[start Data supplied]
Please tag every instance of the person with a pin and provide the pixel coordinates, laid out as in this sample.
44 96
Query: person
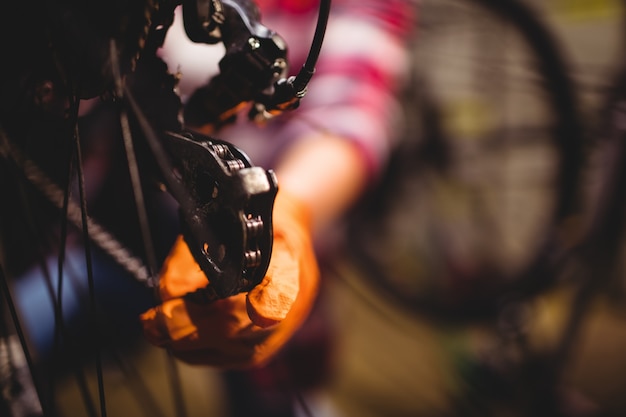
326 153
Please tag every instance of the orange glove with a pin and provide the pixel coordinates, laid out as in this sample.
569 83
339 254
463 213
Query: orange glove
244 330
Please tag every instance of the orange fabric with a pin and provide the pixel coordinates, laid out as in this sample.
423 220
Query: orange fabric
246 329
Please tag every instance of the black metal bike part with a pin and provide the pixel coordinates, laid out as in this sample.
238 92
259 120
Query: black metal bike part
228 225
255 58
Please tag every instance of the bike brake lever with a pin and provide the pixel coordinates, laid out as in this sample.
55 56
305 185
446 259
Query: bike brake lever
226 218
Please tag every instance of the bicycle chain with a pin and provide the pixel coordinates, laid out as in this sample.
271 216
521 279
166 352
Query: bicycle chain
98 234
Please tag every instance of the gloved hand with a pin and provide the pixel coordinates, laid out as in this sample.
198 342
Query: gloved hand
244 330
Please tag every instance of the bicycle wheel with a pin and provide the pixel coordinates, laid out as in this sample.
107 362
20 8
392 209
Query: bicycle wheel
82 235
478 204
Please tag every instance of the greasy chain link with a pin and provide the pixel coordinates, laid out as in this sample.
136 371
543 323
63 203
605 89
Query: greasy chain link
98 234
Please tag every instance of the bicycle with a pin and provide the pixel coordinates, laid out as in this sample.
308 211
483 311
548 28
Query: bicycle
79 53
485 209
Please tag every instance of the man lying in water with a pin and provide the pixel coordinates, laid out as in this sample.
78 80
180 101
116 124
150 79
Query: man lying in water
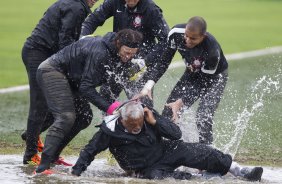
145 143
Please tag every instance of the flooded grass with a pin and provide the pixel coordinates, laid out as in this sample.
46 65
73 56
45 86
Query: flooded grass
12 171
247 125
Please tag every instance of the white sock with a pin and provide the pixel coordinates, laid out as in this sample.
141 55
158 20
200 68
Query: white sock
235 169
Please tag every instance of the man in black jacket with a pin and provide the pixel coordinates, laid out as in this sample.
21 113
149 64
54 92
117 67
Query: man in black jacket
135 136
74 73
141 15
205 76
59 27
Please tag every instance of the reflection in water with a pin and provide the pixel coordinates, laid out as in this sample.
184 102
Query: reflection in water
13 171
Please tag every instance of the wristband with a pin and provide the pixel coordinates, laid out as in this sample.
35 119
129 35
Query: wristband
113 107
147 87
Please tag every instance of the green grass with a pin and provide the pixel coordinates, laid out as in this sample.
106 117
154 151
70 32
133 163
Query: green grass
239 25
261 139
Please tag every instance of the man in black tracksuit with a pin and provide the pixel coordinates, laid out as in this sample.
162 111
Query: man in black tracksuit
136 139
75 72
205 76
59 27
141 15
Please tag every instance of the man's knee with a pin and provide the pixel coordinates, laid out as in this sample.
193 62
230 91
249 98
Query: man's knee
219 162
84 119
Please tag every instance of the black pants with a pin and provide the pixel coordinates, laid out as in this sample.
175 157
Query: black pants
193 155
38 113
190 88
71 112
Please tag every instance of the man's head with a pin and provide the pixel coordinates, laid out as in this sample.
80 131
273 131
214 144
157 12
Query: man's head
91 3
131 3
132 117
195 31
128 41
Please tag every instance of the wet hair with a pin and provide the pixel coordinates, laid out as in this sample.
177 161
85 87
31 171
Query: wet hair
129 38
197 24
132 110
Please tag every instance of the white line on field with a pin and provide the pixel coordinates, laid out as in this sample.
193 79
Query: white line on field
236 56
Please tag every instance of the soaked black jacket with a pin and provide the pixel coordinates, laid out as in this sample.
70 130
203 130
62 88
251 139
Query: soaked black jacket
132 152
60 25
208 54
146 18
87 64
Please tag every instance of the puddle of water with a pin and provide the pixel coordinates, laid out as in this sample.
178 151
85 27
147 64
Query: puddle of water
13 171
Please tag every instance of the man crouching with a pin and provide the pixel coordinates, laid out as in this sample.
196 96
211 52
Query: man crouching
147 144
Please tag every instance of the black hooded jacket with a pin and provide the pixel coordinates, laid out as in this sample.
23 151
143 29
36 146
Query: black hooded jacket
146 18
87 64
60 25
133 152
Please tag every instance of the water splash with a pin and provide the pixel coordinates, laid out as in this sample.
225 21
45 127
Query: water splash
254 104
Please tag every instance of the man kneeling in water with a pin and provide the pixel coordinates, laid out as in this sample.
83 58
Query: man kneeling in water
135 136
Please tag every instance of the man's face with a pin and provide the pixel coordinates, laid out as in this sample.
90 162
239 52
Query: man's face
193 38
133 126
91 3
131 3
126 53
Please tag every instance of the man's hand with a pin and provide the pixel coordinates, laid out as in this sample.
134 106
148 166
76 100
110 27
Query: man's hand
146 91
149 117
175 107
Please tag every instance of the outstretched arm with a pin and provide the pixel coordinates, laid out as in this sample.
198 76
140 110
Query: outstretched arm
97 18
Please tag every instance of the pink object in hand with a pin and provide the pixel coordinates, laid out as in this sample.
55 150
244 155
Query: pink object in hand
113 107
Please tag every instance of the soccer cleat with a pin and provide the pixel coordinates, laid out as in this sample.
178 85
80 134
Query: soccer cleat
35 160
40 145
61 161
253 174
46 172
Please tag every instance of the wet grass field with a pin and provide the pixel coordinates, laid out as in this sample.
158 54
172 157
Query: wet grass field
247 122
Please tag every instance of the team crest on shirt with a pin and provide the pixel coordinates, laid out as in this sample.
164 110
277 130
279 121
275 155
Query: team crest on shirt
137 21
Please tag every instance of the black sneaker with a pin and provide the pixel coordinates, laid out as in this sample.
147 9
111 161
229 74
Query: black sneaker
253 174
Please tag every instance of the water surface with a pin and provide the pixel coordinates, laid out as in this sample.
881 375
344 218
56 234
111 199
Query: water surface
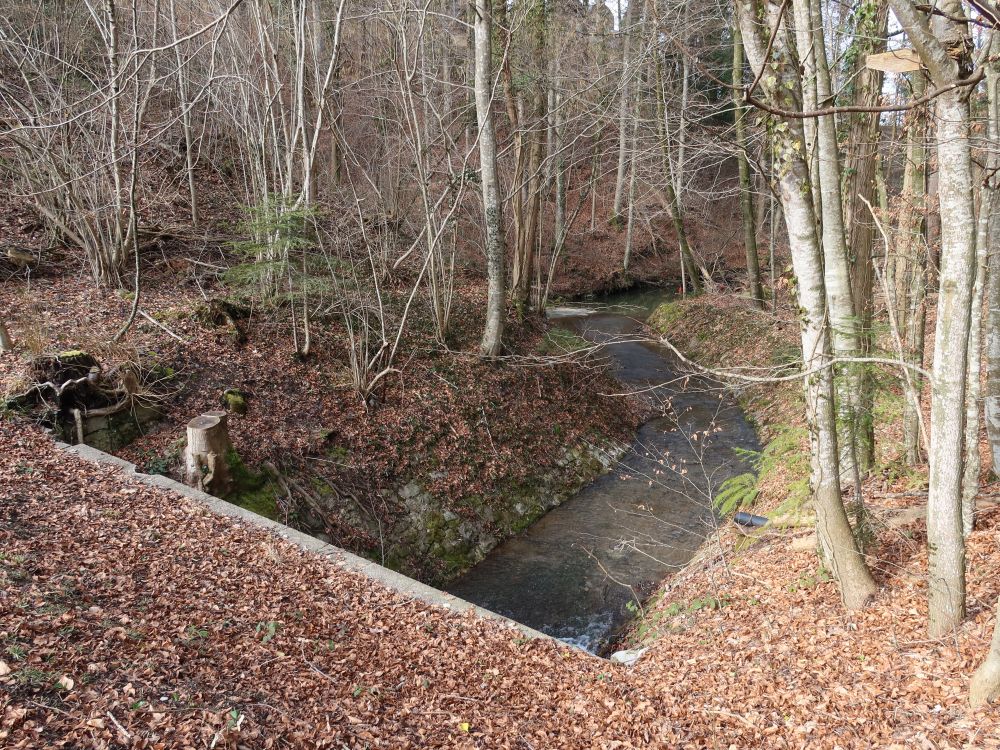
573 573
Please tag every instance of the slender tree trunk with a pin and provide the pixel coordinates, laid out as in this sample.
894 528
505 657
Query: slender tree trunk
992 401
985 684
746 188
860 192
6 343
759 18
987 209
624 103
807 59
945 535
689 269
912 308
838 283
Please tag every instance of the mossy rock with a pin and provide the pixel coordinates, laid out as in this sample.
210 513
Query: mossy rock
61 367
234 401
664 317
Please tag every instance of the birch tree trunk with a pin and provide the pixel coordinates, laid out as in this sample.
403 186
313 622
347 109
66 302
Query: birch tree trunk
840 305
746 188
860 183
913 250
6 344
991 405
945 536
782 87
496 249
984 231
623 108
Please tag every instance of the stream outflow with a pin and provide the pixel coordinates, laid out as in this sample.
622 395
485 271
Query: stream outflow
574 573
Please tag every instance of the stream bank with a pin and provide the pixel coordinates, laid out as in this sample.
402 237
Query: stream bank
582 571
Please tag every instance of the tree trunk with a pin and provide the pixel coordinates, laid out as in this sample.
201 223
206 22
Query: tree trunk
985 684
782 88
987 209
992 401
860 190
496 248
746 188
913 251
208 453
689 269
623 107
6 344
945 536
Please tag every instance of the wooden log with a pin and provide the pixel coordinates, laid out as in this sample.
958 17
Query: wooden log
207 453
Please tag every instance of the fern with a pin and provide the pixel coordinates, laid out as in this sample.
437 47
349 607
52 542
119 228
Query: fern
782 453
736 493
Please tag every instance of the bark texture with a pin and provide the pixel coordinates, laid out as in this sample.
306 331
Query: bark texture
[end Data supplied]
*Exercise aim*
Repeat only the stretch of lines that begins at the line containing "Please tag every instance of the slender" and ends at the last line above, both included.

*Response below*
Please tag every instance of the slender tree trunk with a pin and provide the pixel coordinates, laid out as in this sample.
894 528
505 657
Query: slender tree trunk
992 401
985 684
746 188
860 192
6 343
759 18
987 209
624 103
807 59
945 535
689 269
912 308
838 283
Please tag every instance of the mossy rock with a pin and provide the pixel coordinates, laid out as in this sample.
210 513
Query: mossy rock
61 367
234 401
664 317
Please tag every instance of the birch tree trunk with a pin and provide the pixel coordinates, laid out as in this sample.
403 186
313 622
347 109
66 302
Query: birch tree trunk
840 305
746 188
860 183
913 250
6 344
991 405
945 536
782 87
496 249
984 231
623 108
Please tag every instance of the stream outflow with a pin and provide the pixel coordinates, laid out as in this sample.
622 395
485 271
Query: stream outflow
574 573
Please tag every instance of the stream bank with a pin and provide the pixel coordinates, laid out as in this sample.
402 237
Query: stream bank
582 571
Please tag every instance of the tree trunk with a pin and provide the pixel coordinates, laid out as in this sample.
201 223
206 22
Query: tree trunk
985 684
782 88
987 209
992 401
860 190
496 248
746 188
913 251
208 453
689 269
623 107
6 344
945 536
Please tag every instance of the wooden log with a pin and provide the pixel coordinates, laid out as in this sample.
958 17
Query: wooden log
207 453
Please tag every instance of the fern with a pin and provide the pixel coordinates, laid out as in this sample.
437 47
349 607
52 542
119 228
Query: fern
782 453
736 493
Please tag every instance of the bark texture with a pin and provide the pixel coordinates, laid out as in this sample.
306 331
Query: bark texture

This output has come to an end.